[READING PASSAGE]
........

Yeah, that really does seem like it's the cause of such zeroing out
issues.

This has a semantic conflict with some other changes in flight, see:

    git log -p origin/master..origin/seen -- write-or-die.c

I.e. here you do want to not die, so fsync_or_die() doesn't make sense
per-se, but in those changes that function has grown to mean
fsync_with_configured_strategy_or_die().

Also we need the loop around fsync, see cccdfd22436 (fsync(): be
prepared to see EINTR, 2021-06-04).

I think it would probably be best to create a git_fsync_fd() function
which is non-fatal and has that config/while loop, and have
fsync_or_die() be a "..or die()" wrapper around that, then you could
call that git_fsync_fd() here.

On the change more generally there's some performance numbers quoted at,
so re the recent discussions about fsync() performance I wonder how this
changes things.

I've also noted in those threads recently that our overall use of fsync
is quite, bad, and especially when it comes to assuming that we don't
need to fsync dir entries, which we still don't do here.

........

[AIM] Copy out the fsync review comment in full, word for word. These records come from a source separate from the fsync review comment.

[Items stored from a collection]
........

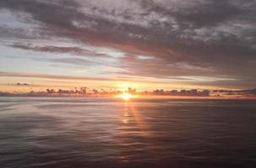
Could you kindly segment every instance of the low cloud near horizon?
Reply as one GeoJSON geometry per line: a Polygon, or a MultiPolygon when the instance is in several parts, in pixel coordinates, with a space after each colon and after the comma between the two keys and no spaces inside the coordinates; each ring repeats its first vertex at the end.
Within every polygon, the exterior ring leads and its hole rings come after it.
{"type": "Polygon", "coordinates": [[[0,0],[0,14],[2,72],[256,87],[253,0],[0,0]]]}

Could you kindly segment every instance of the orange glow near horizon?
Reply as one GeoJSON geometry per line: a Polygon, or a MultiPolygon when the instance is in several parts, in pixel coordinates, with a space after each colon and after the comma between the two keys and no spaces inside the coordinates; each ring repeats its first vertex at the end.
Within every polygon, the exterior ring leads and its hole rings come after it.
{"type": "Polygon", "coordinates": [[[129,101],[130,98],[132,97],[132,95],[128,94],[128,93],[123,93],[121,95],[122,98],[125,101],[129,101]]]}
{"type": "Polygon", "coordinates": [[[128,101],[129,101],[131,98],[137,97],[138,95],[132,95],[132,94],[128,93],[128,92],[123,92],[123,94],[116,95],[116,96],[114,96],[114,97],[117,97],[117,98],[122,98],[122,99],[123,99],[124,101],[128,102],[128,101]]]}

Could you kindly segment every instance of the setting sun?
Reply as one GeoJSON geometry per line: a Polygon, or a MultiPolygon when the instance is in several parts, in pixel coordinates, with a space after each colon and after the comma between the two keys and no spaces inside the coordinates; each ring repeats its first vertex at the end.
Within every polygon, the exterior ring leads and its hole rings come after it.
{"type": "Polygon", "coordinates": [[[132,95],[130,95],[128,93],[123,93],[121,95],[121,97],[125,101],[128,101],[132,97],[132,95]]]}

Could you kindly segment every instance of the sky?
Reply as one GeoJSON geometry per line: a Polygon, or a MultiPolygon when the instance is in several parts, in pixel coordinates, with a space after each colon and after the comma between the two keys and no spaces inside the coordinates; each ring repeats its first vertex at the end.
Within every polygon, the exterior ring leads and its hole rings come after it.
{"type": "Polygon", "coordinates": [[[255,16],[255,0],[0,0],[1,90],[254,88],[255,16]]]}

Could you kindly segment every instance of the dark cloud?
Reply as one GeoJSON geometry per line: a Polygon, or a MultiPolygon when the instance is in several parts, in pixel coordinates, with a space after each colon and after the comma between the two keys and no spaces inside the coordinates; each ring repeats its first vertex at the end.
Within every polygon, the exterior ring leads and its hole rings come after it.
{"type": "MultiPolygon", "coordinates": [[[[126,56],[119,61],[128,70],[126,75],[232,78],[237,80],[229,81],[230,86],[245,87],[256,82],[253,0],[120,0],[101,3],[1,0],[0,8],[21,18],[29,14],[31,19],[25,20],[38,24],[39,37],[68,38],[122,50],[126,56]]],[[[9,33],[3,26],[0,32],[9,33]]],[[[76,47],[13,47],[41,52],[87,52],[76,47]]]]}

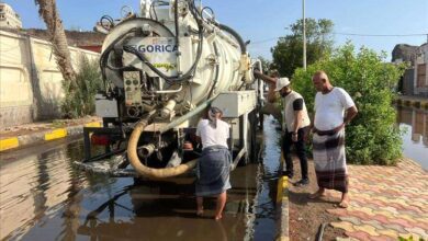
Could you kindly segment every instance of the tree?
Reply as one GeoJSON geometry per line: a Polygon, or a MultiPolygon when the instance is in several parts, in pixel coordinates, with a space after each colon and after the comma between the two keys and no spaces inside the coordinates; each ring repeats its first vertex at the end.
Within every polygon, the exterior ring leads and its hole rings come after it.
{"type": "Polygon", "coordinates": [[[261,68],[262,68],[261,70],[263,70],[264,73],[268,72],[268,71],[271,69],[272,62],[269,61],[268,59],[261,57],[261,56],[259,56],[259,57],[257,57],[257,58],[258,58],[258,59],[260,60],[260,62],[261,62],[261,68]]]}
{"type": "Polygon", "coordinates": [[[352,96],[359,113],[347,127],[347,159],[359,164],[395,164],[402,157],[401,131],[395,125],[396,113],[391,105],[392,87],[404,73],[405,65],[384,62],[386,54],[365,47],[356,53],[347,43],[307,67],[296,69],[293,89],[300,92],[313,113],[315,89],[312,74],[325,70],[334,85],[343,88],[352,96]]]}
{"type": "MultiPolygon", "coordinates": [[[[314,64],[333,49],[333,22],[330,20],[306,19],[306,61],[314,64]]],[[[291,24],[291,35],[280,37],[271,48],[273,66],[281,76],[291,77],[294,70],[303,66],[303,21],[291,24]]]]}
{"type": "Polygon", "coordinates": [[[70,90],[77,88],[76,72],[71,65],[70,50],[68,49],[67,37],[64,31],[63,21],[56,8],[55,0],[35,0],[38,5],[38,14],[43,18],[50,36],[55,60],[61,71],[63,78],[70,82],[70,90]]]}

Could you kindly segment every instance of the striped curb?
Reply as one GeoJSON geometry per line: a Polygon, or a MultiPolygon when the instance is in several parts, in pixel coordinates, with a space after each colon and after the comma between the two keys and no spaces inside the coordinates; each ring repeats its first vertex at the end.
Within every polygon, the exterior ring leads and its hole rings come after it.
{"type": "Polygon", "coordinates": [[[0,152],[19,147],[25,147],[44,141],[57,140],[65,137],[77,136],[83,133],[83,127],[101,127],[101,122],[91,122],[85,125],[69,126],[66,128],[55,128],[41,133],[33,133],[23,136],[8,137],[0,139],[0,152]]]}
{"type": "MultiPolygon", "coordinates": [[[[284,162],[281,153],[281,163],[284,162]]],[[[281,174],[280,174],[281,175],[281,174]]],[[[279,237],[277,241],[289,241],[289,177],[282,176],[278,180],[277,206],[281,210],[279,217],[279,237]]]]}

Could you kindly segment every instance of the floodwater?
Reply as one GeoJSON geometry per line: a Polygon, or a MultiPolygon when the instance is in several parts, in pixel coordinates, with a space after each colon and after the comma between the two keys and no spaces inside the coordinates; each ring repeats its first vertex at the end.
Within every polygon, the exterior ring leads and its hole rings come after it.
{"type": "Polygon", "coordinates": [[[403,134],[403,154],[428,170],[428,111],[397,106],[397,124],[403,134]]]}
{"type": "Polygon", "coordinates": [[[55,141],[2,153],[1,240],[274,240],[278,134],[264,123],[259,160],[237,168],[221,221],[215,200],[195,216],[192,180],[134,183],[89,175],[72,165],[82,141],[55,141]],[[267,138],[269,137],[269,138],[267,138]],[[273,144],[273,145],[272,145],[273,144]]]}

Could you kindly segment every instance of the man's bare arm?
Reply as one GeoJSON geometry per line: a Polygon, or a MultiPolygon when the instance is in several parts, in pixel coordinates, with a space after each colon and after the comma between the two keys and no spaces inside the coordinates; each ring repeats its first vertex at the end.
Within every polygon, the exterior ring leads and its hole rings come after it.
{"type": "Polygon", "coordinates": [[[277,84],[277,78],[272,78],[270,76],[263,74],[260,71],[255,70],[255,77],[261,79],[269,85],[275,85],[277,84]]]}

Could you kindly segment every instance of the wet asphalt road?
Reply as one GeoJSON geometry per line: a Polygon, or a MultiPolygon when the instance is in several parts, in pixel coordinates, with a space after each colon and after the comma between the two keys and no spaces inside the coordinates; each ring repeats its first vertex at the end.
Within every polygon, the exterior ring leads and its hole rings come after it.
{"type": "Polygon", "coordinates": [[[193,180],[136,183],[89,175],[74,161],[82,140],[5,152],[0,160],[2,240],[273,240],[277,236],[275,124],[264,120],[259,161],[232,172],[225,214],[215,199],[195,216],[193,180]]]}

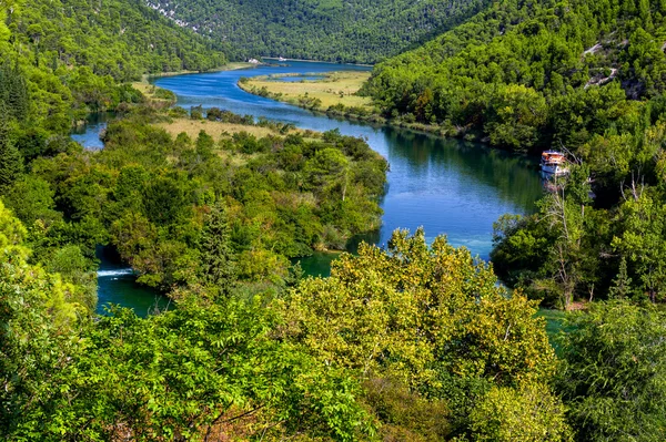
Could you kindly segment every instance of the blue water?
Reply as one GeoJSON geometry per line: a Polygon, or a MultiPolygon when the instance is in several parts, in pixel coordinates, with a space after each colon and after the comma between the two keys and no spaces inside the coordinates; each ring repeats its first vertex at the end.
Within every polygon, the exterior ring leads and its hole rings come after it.
{"type": "Polygon", "coordinates": [[[110,256],[108,249],[99,248],[98,258],[98,306],[99,315],[107,313],[110,304],[130,307],[140,317],[165,310],[169,299],[158,290],[137,284],[137,275],[128,266],[118,261],[115,256],[110,256]]]}
{"type": "MultiPolygon", "coordinates": [[[[331,119],[289,104],[255,96],[238,86],[241,76],[325,73],[367,70],[330,63],[289,62],[289,66],[258,66],[250,70],[186,74],[153,80],[173,91],[178,104],[189,109],[221,107],[238,114],[293,123],[302,129],[361,136],[391,165],[387,192],[382,201],[384,216],[379,232],[365,235],[367,241],[385,245],[396,228],[425,228],[426,237],[447,235],[455,246],[465,246],[487,259],[492,248],[493,223],[505,213],[529,213],[542,196],[535,160],[512,155],[460,140],[442,140],[407,130],[331,119]]],[[[89,148],[100,148],[99,131],[104,122],[93,122],[80,134],[89,148]],[[99,144],[95,143],[95,140],[99,144]]],[[[77,135],[74,135],[77,136],[77,135]]],[[[352,244],[353,250],[356,244],[352,244]]],[[[309,275],[327,275],[335,254],[317,253],[301,260],[309,275]]],[[[135,284],[135,276],[119,266],[104,264],[99,276],[99,305],[112,301],[133,307],[145,315],[164,298],[135,284]],[[111,266],[111,267],[109,267],[111,266]],[[120,273],[119,275],[113,271],[120,273]]]]}
{"type": "Polygon", "coordinates": [[[97,113],[88,115],[85,125],[77,127],[72,131],[71,137],[73,141],[81,144],[83,147],[91,151],[99,151],[104,147],[104,143],[100,140],[102,131],[107,129],[107,123],[113,117],[111,113],[97,113]]]}
{"type": "Polygon", "coordinates": [[[322,75],[297,75],[297,76],[275,76],[269,78],[271,81],[282,81],[285,83],[297,83],[301,81],[315,81],[321,80],[322,75]]]}
{"type": "Polygon", "coordinates": [[[474,255],[487,258],[493,223],[505,213],[534,210],[543,191],[532,158],[460,140],[327,117],[249,94],[236,84],[242,76],[370,69],[330,63],[287,64],[161,78],[154,84],[173,91],[178,104],[185,109],[215,106],[314,131],[339,129],[344,135],[367,140],[391,165],[387,193],[382,202],[383,226],[376,236],[380,245],[396,228],[414,230],[423,226],[430,239],[446,234],[453,245],[466,246],[474,255]]]}

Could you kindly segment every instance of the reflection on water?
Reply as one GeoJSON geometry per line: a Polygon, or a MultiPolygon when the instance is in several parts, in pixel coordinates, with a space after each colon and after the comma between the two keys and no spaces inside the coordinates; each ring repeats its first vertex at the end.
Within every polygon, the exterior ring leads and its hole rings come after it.
{"type": "MultiPolygon", "coordinates": [[[[536,160],[490,150],[460,140],[442,140],[413,131],[377,127],[315,114],[270,99],[251,95],[240,88],[241,76],[332,70],[365,70],[329,63],[289,62],[289,66],[259,66],[157,79],[154,83],[178,95],[185,107],[202,105],[239,114],[265,116],[302,129],[361,136],[391,165],[383,198],[383,225],[373,241],[386,244],[396,228],[425,228],[428,239],[445,234],[455,246],[466,246],[486,258],[492,248],[493,223],[505,213],[529,213],[542,195],[536,160]]],[[[302,259],[303,268],[320,273],[326,259],[321,254],[302,259]],[[312,260],[310,263],[309,260],[312,260]]],[[[327,271],[321,271],[326,274],[327,271]]]]}
{"type": "Polygon", "coordinates": [[[91,151],[99,151],[104,147],[100,135],[113,116],[111,112],[90,114],[85,117],[85,124],[74,127],[70,136],[83,147],[91,151]]]}
{"type": "MultiPolygon", "coordinates": [[[[442,140],[413,131],[332,119],[249,94],[238,86],[242,76],[367,69],[289,62],[287,66],[259,66],[152,81],[160,88],[173,91],[178,95],[178,104],[186,109],[216,106],[238,114],[293,123],[302,129],[321,132],[339,129],[344,135],[365,138],[373,150],[389,161],[391,172],[387,192],[382,201],[382,228],[370,236],[355,238],[350,244],[351,251],[355,250],[361,239],[385,245],[394,229],[408,228],[413,232],[423,226],[430,240],[437,235],[447,235],[453,245],[465,246],[474,255],[487,259],[492,248],[493,223],[505,213],[533,212],[534,203],[542,196],[536,158],[512,155],[460,140],[442,140]]],[[[327,275],[330,263],[336,256],[317,253],[301,259],[301,265],[310,275],[327,275]]],[[[131,275],[125,277],[133,278],[131,275]]],[[[109,288],[103,281],[100,278],[101,291],[109,288]]],[[[124,290],[122,287],[120,289],[124,290]]],[[[100,295],[100,300],[102,298],[100,295]]],[[[109,291],[109,298],[115,299],[115,295],[109,291]]]]}
{"type": "Polygon", "coordinates": [[[130,307],[142,318],[169,307],[169,298],[137,284],[137,276],[132,269],[120,264],[112,250],[98,248],[98,258],[101,261],[98,270],[97,312],[99,315],[107,313],[105,307],[110,304],[130,307]]]}

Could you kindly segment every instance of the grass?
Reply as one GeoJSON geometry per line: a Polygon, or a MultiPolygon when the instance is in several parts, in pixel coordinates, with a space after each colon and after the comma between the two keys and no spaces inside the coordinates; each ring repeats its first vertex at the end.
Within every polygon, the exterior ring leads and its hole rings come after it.
{"type": "Polygon", "coordinates": [[[184,132],[192,140],[195,140],[199,136],[199,132],[201,131],[205,131],[205,133],[212,136],[215,141],[220,141],[224,136],[233,135],[239,132],[248,132],[249,134],[252,134],[258,138],[262,138],[268,135],[279,134],[276,131],[273,131],[269,127],[220,123],[208,120],[174,119],[170,123],[158,123],[157,126],[162,127],[172,136],[176,136],[178,134],[184,132]]]}
{"type": "MultiPolygon", "coordinates": [[[[155,126],[163,129],[174,137],[178,134],[184,132],[192,140],[195,140],[199,136],[199,132],[205,131],[205,133],[212,136],[215,142],[239,132],[248,132],[249,134],[254,135],[258,138],[263,138],[268,135],[284,136],[284,134],[281,134],[279,131],[271,127],[222,123],[208,120],[173,119],[169,122],[157,123],[155,126]]],[[[301,129],[291,130],[289,133],[301,134],[305,140],[317,140],[321,137],[321,134],[319,132],[303,131],[301,129]]]]}
{"type": "Polygon", "coordinates": [[[254,76],[241,86],[248,91],[265,88],[271,93],[271,97],[292,104],[299,104],[300,100],[305,96],[311,100],[320,100],[321,104],[317,107],[324,111],[330,106],[342,104],[345,107],[364,107],[371,112],[373,105],[370,97],[354,95],[370,75],[370,72],[343,71],[332,72],[322,80],[302,80],[300,82],[279,81],[279,76],[264,75],[254,76]]]}

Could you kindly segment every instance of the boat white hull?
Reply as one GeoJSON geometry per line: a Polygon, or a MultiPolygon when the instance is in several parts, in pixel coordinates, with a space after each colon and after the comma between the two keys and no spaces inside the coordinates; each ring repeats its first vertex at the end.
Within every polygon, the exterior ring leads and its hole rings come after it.
{"type": "Polygon", "coordinates": [[[568,168],[559,165],[542,164],[542,172],[548,175],[561,176],[566,175],[568,173],[568,168]]]}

........

[RESULT OF THIS TASK]
Yeah, that really does seem like it's the cause of such zeroing out
issues.

This has a semantic conflict with some other changes in flight, see:

    git log -p origin/master..origin/seen -- write-or-die.c

I.e. here you do want to not die, so fsync_or_die() doesn't make sense
per-se, but in those changes that function has grown to mean
fsync_with_configured_strategy_or_die().

Also we need the loop around fsync, see cccdfd22436 (fsync(): be
prepared to see EINTR, 2021-06-04).

I think it would probably be best to create a git_fsync_fd() function
which is non-fatal and has that config/while loop, and have
fsync_or_die() be a "..or die()" wrapper around that, then you could
call that git_fsync_fd() here.

On the change more generally there's some performance numbers quoted at,
so re the recent discussions about fsync() performance I wonder how this
changes things.

I've also noted in those threads recently that our overall use of fsync
is quite, bad, and especially when it comes to assuming that we don't
need to fsync dir entries, which we still don't do here.